■ **Exercise instructions**:
Gather every line of the data below that contains the string "ceiling", and copy each one in full. The match is case-sensitive.

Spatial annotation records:
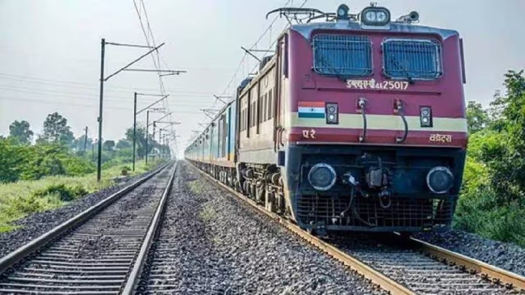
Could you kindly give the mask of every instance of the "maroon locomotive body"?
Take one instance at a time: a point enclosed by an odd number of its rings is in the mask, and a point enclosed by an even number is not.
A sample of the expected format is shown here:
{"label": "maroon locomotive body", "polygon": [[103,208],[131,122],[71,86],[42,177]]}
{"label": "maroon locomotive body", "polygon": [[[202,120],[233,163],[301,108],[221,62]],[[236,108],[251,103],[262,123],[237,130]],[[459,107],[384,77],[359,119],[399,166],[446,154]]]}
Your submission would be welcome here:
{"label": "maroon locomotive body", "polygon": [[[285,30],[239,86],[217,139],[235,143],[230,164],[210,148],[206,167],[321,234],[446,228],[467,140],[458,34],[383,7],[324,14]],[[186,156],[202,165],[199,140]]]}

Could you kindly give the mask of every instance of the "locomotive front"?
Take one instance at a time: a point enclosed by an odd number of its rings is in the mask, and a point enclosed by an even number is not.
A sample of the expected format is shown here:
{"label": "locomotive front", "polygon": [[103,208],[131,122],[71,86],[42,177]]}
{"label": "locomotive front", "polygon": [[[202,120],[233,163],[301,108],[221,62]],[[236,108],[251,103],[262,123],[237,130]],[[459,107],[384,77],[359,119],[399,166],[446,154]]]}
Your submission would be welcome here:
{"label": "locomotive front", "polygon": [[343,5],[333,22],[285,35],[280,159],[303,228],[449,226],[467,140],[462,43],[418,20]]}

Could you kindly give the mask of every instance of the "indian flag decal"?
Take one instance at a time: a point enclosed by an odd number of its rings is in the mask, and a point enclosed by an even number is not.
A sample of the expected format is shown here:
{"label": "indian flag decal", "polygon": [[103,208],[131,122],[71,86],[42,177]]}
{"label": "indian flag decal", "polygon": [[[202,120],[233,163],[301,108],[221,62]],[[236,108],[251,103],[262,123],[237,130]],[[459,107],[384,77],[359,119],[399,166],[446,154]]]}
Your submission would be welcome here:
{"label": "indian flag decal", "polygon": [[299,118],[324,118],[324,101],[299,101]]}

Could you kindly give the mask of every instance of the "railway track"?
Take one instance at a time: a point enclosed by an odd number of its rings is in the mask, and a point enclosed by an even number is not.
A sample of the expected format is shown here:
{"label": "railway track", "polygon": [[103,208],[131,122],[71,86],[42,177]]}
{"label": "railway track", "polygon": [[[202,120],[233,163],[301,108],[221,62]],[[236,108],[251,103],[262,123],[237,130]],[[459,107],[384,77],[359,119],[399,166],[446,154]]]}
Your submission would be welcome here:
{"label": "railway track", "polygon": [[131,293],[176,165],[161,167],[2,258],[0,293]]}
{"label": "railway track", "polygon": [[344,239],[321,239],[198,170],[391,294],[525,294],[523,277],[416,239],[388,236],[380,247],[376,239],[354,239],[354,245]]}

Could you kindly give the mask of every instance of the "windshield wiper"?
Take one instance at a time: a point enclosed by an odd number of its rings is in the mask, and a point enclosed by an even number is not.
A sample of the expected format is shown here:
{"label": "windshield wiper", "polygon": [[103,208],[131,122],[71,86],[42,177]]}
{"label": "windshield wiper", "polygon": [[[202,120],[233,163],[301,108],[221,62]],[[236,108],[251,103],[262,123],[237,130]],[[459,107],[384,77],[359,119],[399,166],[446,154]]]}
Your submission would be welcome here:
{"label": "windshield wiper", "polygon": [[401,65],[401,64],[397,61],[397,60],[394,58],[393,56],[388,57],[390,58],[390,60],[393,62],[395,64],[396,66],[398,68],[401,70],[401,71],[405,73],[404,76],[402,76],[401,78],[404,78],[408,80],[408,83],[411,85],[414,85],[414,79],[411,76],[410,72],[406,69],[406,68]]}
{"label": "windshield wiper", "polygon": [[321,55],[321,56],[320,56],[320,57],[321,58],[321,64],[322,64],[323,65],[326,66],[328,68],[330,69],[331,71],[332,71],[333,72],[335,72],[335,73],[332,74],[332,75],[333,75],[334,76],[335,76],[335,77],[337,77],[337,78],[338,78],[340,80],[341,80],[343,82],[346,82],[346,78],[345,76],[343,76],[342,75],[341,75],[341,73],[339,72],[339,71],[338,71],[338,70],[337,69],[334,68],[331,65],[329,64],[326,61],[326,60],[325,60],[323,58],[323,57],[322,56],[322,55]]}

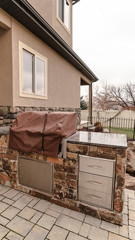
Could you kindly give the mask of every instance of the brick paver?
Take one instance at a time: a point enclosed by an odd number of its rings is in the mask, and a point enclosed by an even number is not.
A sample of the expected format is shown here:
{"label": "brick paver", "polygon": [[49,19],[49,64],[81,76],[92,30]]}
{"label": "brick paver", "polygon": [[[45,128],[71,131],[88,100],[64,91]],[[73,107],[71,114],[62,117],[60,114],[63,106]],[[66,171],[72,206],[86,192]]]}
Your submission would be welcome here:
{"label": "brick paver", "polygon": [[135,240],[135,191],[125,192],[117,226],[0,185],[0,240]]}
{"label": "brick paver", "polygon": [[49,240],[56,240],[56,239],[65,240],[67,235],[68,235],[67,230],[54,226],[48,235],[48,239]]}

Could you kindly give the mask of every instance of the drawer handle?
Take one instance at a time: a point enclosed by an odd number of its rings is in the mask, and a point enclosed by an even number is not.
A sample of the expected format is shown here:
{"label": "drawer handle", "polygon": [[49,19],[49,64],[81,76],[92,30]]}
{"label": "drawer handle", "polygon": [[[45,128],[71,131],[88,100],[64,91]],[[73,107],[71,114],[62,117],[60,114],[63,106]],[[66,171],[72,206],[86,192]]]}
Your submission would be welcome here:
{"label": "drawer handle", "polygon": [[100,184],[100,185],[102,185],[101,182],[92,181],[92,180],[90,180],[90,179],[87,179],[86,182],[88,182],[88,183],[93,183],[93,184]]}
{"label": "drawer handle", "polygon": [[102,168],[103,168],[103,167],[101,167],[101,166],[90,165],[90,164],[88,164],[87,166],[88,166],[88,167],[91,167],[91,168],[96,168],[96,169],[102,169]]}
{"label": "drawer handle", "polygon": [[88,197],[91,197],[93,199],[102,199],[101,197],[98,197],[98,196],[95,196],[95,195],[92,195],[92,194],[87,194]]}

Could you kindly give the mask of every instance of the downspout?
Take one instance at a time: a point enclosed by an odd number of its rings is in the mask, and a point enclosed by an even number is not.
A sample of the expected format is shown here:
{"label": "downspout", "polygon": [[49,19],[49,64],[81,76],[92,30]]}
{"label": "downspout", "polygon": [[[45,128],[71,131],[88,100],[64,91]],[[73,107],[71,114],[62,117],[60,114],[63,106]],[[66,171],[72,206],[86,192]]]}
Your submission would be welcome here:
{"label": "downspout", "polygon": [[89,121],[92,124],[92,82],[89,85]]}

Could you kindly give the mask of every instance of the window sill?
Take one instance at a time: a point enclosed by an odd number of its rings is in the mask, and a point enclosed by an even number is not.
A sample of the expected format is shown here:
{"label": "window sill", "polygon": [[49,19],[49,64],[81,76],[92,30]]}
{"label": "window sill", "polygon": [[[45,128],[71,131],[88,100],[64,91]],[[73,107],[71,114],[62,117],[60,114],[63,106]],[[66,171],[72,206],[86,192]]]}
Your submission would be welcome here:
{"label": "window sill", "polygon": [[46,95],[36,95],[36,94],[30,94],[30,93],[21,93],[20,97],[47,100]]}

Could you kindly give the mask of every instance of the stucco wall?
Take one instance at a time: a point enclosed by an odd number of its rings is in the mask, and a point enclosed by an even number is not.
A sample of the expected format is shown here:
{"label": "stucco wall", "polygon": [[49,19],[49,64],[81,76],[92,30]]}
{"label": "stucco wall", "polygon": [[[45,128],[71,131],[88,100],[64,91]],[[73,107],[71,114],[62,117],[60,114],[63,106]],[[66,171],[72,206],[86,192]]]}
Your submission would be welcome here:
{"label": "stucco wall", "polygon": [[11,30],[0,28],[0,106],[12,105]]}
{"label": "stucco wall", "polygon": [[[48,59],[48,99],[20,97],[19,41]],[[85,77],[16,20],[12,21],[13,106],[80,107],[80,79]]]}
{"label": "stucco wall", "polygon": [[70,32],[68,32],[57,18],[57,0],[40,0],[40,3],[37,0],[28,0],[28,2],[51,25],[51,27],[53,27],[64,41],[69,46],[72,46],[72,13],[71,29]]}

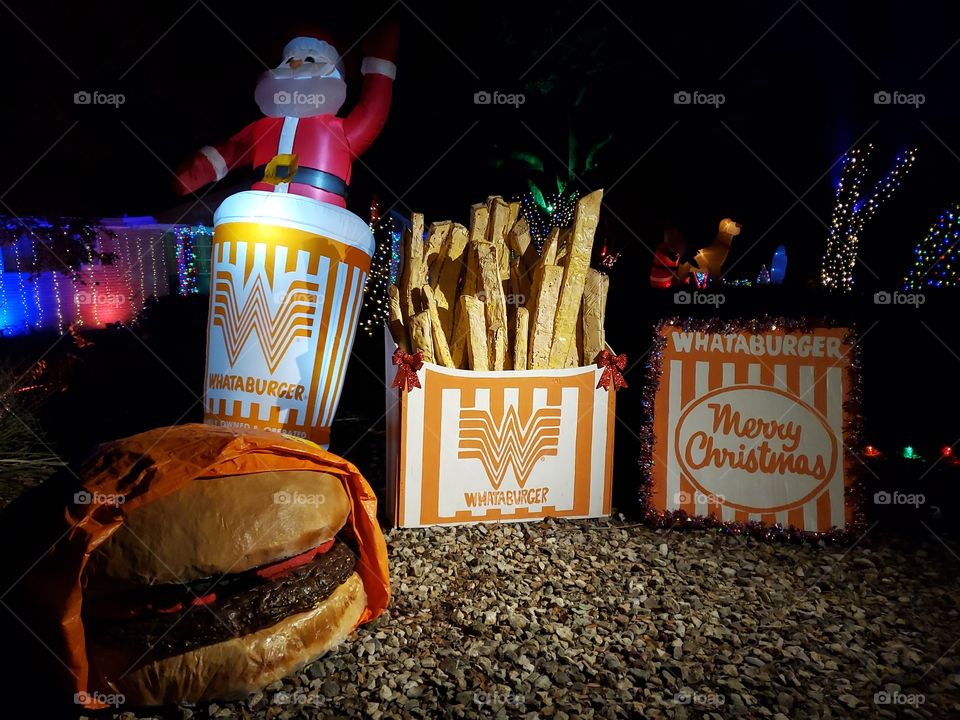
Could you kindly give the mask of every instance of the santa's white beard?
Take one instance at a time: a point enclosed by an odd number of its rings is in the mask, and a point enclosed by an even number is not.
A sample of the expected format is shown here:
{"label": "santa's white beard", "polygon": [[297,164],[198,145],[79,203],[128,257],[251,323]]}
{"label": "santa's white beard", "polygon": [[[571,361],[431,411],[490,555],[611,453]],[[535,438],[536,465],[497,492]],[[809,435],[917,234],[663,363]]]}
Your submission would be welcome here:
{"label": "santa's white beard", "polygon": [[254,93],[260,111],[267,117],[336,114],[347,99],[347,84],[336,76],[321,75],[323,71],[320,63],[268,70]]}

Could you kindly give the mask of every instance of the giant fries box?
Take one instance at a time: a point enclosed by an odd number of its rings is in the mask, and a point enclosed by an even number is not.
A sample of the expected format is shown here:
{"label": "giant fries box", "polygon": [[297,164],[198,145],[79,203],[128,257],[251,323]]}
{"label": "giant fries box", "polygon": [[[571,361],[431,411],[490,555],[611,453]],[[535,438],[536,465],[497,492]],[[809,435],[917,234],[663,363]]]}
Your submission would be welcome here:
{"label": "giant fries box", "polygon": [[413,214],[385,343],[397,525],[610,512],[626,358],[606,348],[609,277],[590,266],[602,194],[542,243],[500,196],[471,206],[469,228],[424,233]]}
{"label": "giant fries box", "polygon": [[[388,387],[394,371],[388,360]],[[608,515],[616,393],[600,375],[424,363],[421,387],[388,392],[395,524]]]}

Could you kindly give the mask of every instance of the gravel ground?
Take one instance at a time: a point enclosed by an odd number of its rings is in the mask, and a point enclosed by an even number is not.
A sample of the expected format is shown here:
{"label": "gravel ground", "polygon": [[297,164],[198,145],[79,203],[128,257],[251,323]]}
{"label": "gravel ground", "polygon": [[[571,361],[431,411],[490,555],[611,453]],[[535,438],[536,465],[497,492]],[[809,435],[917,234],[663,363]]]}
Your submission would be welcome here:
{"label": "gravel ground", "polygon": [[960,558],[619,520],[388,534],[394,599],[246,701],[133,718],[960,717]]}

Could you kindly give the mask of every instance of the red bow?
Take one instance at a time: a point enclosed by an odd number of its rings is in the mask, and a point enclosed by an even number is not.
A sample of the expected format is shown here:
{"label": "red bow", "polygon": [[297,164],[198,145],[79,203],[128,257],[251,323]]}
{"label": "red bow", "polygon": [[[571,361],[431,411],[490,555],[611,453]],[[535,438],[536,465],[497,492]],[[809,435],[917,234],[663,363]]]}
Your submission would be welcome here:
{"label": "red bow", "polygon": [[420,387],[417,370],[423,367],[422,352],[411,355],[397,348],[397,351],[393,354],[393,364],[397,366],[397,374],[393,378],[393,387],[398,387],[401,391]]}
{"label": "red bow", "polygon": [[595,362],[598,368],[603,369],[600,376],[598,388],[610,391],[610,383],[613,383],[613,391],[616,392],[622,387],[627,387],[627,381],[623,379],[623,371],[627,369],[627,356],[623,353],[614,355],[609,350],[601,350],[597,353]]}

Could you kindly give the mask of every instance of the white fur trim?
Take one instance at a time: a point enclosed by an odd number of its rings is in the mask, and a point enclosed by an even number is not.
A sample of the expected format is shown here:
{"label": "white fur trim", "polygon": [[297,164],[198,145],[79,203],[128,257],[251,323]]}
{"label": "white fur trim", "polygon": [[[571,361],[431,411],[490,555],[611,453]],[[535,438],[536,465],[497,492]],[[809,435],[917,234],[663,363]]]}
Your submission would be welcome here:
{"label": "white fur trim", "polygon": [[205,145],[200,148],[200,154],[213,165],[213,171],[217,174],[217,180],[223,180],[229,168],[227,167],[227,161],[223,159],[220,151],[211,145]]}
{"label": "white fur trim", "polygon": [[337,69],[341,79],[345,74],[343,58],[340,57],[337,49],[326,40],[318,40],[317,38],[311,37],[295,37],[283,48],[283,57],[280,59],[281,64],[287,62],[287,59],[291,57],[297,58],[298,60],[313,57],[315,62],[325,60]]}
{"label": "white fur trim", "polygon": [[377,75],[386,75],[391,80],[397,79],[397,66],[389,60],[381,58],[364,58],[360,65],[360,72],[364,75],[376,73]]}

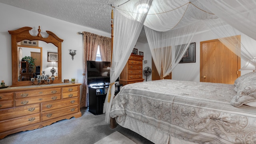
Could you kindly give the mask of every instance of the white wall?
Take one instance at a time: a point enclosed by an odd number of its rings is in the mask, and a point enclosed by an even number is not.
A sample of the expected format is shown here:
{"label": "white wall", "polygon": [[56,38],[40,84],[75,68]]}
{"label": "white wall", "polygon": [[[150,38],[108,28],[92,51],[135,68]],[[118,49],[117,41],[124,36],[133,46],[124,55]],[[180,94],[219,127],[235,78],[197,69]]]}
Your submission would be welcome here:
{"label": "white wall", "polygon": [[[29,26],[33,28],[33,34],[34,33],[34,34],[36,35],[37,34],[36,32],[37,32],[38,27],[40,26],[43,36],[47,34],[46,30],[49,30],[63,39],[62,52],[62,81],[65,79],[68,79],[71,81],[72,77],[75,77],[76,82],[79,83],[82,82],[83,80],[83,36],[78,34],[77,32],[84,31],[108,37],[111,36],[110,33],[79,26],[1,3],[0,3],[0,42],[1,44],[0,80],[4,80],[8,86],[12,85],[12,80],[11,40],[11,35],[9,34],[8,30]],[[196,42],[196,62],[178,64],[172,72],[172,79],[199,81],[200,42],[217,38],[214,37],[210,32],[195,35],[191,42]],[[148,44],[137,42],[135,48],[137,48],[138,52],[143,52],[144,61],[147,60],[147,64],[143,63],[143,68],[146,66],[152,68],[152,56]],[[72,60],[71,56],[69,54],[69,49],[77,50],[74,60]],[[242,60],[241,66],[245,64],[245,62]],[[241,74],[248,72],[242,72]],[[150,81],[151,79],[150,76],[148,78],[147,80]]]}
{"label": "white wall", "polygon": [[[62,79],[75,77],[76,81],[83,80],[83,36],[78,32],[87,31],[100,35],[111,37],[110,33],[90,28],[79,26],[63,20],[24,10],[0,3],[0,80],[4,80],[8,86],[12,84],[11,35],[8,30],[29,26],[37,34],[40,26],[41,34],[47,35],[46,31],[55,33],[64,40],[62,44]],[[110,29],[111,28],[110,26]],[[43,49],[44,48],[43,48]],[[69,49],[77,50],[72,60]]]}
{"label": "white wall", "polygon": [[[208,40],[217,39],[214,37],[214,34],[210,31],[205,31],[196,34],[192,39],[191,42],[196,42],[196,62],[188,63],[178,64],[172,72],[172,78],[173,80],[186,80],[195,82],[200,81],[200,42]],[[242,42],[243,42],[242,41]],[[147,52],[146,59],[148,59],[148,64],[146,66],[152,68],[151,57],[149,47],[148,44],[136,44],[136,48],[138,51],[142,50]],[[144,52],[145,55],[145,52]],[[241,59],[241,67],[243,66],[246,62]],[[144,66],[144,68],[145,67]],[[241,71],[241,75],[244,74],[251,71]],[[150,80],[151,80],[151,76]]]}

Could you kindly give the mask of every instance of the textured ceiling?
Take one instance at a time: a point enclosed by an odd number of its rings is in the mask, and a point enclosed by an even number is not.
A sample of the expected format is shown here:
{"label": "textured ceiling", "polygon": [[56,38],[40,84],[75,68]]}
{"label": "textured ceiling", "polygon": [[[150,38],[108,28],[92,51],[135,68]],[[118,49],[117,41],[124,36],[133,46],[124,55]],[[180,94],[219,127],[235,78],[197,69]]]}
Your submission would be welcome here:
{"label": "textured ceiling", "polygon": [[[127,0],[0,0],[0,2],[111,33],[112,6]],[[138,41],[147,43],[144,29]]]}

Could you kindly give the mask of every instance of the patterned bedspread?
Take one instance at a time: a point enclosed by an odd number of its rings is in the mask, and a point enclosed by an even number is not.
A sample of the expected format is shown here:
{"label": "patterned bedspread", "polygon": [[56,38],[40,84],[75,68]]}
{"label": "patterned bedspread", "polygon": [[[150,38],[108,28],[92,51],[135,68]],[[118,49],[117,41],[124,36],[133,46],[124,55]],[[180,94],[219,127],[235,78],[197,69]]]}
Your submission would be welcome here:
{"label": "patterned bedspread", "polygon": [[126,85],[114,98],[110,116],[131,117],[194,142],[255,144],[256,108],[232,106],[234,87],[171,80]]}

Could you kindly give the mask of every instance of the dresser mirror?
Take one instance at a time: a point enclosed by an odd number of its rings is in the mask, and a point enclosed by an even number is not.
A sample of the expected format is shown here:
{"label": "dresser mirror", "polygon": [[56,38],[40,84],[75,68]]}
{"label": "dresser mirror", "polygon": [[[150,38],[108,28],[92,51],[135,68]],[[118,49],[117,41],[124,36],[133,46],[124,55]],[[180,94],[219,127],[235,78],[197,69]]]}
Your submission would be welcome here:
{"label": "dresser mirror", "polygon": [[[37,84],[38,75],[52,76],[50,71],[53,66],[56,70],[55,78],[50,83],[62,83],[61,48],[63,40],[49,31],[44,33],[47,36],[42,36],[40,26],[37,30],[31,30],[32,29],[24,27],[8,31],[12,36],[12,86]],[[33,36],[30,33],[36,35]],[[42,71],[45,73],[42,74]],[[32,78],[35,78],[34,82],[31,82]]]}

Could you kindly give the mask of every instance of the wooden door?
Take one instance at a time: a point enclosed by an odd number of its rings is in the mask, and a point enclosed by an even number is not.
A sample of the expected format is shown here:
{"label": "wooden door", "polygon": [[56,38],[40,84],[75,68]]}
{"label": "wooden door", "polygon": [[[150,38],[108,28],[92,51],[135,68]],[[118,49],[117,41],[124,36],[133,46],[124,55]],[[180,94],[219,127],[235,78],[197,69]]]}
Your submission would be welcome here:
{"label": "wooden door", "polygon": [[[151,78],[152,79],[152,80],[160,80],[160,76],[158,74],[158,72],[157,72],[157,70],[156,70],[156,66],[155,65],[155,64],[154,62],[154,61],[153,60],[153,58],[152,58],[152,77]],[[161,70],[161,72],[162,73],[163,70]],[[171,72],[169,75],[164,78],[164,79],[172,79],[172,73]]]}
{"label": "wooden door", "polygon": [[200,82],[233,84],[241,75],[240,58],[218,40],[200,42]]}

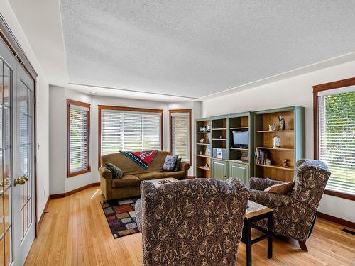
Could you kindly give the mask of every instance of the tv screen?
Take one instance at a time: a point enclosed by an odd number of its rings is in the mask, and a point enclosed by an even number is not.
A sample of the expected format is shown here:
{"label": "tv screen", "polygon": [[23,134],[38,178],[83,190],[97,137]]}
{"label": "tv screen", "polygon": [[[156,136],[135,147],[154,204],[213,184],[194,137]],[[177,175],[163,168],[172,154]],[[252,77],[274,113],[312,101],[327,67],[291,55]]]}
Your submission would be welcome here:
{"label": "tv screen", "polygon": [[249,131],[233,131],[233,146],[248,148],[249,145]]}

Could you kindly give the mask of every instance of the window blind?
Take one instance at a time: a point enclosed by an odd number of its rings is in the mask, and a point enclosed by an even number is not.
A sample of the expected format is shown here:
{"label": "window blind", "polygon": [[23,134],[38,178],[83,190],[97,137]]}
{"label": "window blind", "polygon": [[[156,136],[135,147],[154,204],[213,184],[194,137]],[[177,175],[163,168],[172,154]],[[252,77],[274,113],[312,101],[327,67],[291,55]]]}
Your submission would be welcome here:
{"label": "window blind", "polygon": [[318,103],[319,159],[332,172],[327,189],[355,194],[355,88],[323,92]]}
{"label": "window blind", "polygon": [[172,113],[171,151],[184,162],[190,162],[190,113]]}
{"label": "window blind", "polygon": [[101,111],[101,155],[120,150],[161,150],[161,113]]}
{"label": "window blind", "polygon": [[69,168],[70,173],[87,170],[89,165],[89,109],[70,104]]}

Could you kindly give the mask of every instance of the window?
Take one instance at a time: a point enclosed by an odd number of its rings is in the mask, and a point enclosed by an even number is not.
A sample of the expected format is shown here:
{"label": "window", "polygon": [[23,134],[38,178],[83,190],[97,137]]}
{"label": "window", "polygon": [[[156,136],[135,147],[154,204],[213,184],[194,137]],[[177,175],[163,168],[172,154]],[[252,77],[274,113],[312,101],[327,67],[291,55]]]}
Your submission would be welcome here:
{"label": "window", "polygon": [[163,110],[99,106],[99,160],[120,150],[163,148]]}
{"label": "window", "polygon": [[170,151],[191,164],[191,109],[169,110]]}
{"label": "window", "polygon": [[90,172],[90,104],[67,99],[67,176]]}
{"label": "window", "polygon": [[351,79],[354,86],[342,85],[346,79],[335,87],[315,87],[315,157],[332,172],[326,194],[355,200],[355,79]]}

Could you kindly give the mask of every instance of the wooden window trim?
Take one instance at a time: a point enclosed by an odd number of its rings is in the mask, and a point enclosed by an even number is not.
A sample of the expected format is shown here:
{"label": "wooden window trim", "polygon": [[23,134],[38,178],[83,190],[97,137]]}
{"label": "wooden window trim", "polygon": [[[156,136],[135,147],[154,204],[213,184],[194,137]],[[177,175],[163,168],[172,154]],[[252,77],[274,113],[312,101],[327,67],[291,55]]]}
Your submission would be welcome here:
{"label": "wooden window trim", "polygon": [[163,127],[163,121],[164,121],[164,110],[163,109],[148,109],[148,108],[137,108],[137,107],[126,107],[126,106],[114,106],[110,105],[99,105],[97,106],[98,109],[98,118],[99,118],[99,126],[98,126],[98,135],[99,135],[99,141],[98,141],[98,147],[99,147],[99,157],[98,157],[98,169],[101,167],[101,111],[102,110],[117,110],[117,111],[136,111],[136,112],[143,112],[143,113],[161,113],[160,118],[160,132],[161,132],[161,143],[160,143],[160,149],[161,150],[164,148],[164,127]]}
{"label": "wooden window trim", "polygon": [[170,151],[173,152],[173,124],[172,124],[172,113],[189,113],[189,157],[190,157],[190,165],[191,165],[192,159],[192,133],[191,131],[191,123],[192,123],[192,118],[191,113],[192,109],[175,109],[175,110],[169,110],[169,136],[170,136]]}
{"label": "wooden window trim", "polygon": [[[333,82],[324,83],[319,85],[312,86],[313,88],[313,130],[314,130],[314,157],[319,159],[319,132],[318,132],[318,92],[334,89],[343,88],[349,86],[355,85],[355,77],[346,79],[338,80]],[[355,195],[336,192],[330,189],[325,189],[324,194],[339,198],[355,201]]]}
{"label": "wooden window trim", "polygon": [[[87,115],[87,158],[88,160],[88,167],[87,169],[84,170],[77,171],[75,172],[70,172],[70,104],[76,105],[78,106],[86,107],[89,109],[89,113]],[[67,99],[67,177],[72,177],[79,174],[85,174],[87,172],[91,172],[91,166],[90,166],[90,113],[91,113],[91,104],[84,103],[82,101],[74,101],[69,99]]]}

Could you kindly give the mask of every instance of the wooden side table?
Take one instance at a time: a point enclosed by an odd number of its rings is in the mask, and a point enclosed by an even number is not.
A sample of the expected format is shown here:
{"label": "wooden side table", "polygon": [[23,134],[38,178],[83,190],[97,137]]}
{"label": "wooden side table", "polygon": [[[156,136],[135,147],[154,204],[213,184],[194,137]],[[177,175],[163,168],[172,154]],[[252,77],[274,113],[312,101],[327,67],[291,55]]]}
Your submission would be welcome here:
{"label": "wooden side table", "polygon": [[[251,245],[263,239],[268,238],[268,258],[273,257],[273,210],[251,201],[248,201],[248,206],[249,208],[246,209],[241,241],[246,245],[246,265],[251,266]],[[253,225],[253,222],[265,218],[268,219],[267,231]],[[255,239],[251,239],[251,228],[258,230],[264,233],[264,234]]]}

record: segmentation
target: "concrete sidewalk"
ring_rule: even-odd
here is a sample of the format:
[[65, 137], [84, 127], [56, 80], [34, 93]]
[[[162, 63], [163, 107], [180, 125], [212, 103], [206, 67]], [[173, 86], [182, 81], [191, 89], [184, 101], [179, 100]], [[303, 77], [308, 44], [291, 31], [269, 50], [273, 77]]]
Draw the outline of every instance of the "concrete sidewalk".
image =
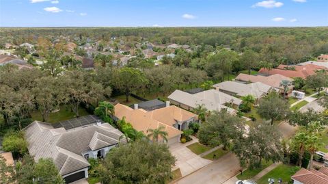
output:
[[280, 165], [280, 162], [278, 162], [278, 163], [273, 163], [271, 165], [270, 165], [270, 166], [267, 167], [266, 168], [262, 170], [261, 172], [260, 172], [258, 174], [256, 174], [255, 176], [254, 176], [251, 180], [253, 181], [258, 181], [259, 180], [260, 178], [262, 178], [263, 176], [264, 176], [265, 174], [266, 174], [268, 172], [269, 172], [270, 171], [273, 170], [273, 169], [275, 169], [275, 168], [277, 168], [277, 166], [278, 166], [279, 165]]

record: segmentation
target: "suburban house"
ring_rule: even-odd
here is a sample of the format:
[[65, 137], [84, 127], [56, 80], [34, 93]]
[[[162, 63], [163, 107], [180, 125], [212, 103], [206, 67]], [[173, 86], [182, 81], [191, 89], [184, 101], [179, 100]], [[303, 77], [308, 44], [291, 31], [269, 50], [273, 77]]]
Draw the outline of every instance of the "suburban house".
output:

■ **Final result**:
Could you kindly give the mask of every instance of the textured ceiling?
{"label": "textured ceiling", "polygon": [[56,38],[40,84],[75,68]]}
{"label": "textured ceiling", "polygon": [[[150,38],[108,28],[92,51],[135,68]],[[118,49],[117,41],[124,36],[133,46],[124,55]],[[180,94],[219,127],[235,78],[197,69]]]}
{"label": "textured ceiling", "polygon": [[[127,0],[0,0],[0,2],[111,33],[112,6]],[[138,41],[147,43],[144,29]]]}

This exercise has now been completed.